◆ **Exercise prompt**: Copy each line below in which the word "giving" occurs.

◆ **Study material**:
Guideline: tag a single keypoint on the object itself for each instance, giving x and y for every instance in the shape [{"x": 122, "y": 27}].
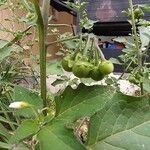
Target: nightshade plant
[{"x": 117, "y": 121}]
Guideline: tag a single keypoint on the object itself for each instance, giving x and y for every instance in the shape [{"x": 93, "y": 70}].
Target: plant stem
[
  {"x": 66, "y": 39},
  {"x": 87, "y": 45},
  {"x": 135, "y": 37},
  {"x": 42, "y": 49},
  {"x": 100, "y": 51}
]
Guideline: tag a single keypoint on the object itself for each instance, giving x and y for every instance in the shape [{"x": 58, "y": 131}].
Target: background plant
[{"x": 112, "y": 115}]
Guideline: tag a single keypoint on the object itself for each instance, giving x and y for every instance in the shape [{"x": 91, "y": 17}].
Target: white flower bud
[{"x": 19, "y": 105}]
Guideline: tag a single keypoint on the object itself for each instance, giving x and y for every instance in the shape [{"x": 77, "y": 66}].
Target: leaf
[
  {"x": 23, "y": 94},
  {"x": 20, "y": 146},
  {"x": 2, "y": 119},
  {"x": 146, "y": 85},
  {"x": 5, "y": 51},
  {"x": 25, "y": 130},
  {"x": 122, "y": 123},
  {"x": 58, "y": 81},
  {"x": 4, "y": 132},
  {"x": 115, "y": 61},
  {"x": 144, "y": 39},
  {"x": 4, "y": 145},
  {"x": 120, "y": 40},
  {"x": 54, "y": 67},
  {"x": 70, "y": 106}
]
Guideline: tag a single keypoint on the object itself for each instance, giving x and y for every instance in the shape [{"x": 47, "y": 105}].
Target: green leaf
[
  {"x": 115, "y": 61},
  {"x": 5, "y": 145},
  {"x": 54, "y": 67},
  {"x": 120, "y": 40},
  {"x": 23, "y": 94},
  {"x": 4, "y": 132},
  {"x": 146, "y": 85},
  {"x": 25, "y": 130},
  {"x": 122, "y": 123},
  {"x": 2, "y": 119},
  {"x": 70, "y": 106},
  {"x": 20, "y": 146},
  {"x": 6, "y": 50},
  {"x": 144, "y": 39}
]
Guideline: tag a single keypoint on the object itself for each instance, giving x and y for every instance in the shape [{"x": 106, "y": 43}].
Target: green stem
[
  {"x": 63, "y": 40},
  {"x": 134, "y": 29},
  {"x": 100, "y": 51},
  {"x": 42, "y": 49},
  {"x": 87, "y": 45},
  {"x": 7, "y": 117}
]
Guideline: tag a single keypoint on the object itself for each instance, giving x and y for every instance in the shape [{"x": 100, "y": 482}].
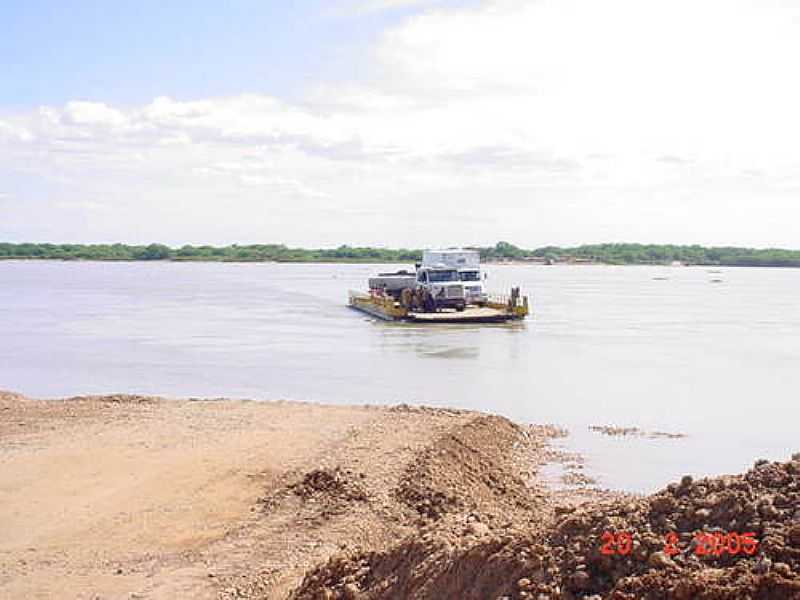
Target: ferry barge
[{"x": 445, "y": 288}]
==
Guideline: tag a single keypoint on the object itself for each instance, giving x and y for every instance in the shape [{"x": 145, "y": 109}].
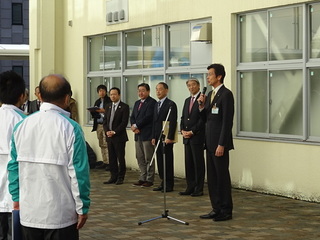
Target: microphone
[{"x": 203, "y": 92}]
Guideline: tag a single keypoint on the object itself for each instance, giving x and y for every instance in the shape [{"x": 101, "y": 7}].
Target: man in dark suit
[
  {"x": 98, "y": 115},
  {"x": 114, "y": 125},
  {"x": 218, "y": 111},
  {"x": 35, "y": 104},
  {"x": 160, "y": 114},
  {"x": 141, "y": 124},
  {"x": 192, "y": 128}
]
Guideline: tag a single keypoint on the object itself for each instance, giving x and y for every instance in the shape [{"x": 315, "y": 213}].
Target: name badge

◆ **Exercise result**:
Guideline: tag a single keypoint on the object itself for each instance, giving x and y for every instance in the shape [{"x": 122, "y": 27}].
Guideline: tag a single keypoint on the object itself for each instance, giving x and y for every instance in the shape [{"x": 93, "y": 70}].
Guideline: tag a single keypoint on the object itself for each instance, giving x and y for every instance in the shape [{"x": 58, "y": 131}].
Guideline: tag a single keypoint on the object itself for each instance, giving x and y for every instance in the shape [{"x": 91, "y": 17}].
Guideline: tag a single keypoint on the object itself for each instance, giving x and y for every instance in the shape [{"x": 77, "y": 66}].
Guideline: tag a single keypoint on the object itself for each instance, giving x and y for every instance in the shape [{"x": 47, "y": 105}].
Guideline: tag a single keypoint on the object itself for each instance, giving x and y for every instance in the shape [{"x": 106, "y": 43}].
Guideline: tag a single keypoint on the object itself for each instance, giving x and y for every instance in the shape [{"x": 100, "y": 482}].
Guideline: tag a single keypoint on the object itself for each instance, giving x and y for every instance in the shape [{"x": 145, "y": 109}].
Guideline: tag a single keypoint on the object itself for each instance, giving x and y for every instance in the shape [{"x": 101, "y": 7}].
Guideline: tag a single keypoint on the object itself for each instance, giving x and y for every instance in the shape [{"x": 315, "y": 213}].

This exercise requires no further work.